-- start of DATA SHOWN --

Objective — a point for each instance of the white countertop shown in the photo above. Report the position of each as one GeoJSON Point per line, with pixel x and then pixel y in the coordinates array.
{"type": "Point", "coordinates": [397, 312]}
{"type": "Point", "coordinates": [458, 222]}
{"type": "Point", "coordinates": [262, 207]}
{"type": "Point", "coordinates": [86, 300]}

-- end of DATA SHOWN --

WRITTEN EXERCISE
Please rewrite the listing above, substituting "kitchen counter" for every "white countertop" and leaving everything else unchanged.

ANSWER FOR THIS EXERCISE
Objective — a point for each instance of the kitchen counter shown in the photo above. Report the position of each as one GeoJSON Point per line, with pixel x and then pixel y in the coordinates array.
{"type": "Point", "coordinates": [397, 312]}
{"type": "Point", "coordinates": [458, 222]}
{"type": "Point", "coordinates": [262, 207]}
{"type": "Point", "coordinates": [86, 300]}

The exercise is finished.